• Your instructions
Exclude the pictures and reproduce the remaining data exactly as written.

• Data for processing

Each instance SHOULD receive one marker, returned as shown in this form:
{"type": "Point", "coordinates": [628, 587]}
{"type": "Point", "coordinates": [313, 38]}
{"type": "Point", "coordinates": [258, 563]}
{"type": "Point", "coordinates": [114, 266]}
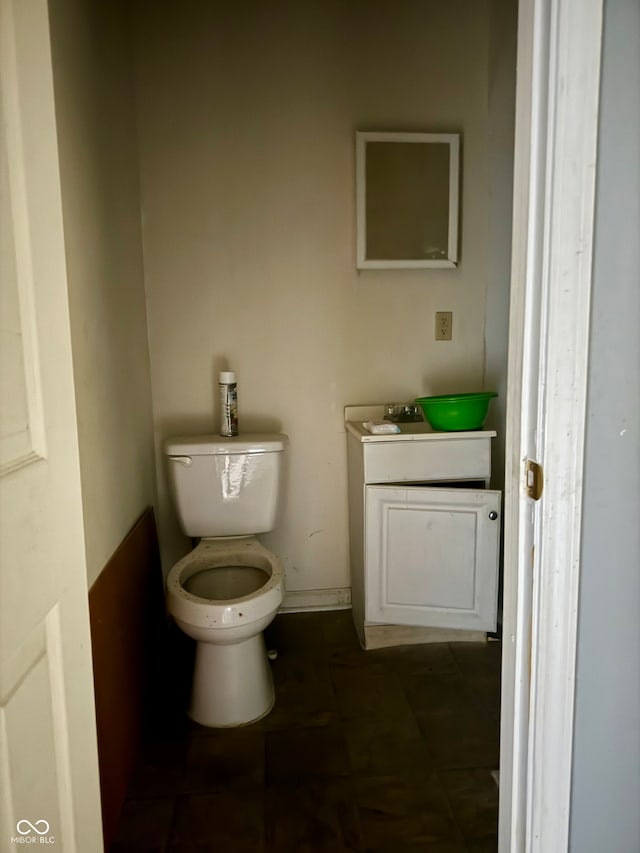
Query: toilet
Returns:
{"type": "Point", "coordinates": [227, 590]}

• Result
Each instance SHOULD receive one marker, returned as shown in this form:
{"type": "Point", "coordinates": [628, 587]}
{"type": "Point", "coordinates": [313, 38]}
{"type": "Point", "coordinates": [258, 563]}
{"type": "Point", "coordinates": [114, 266]}
Query: toilet
Returns:
{"type": "Point", "coordinates": [227, 590]}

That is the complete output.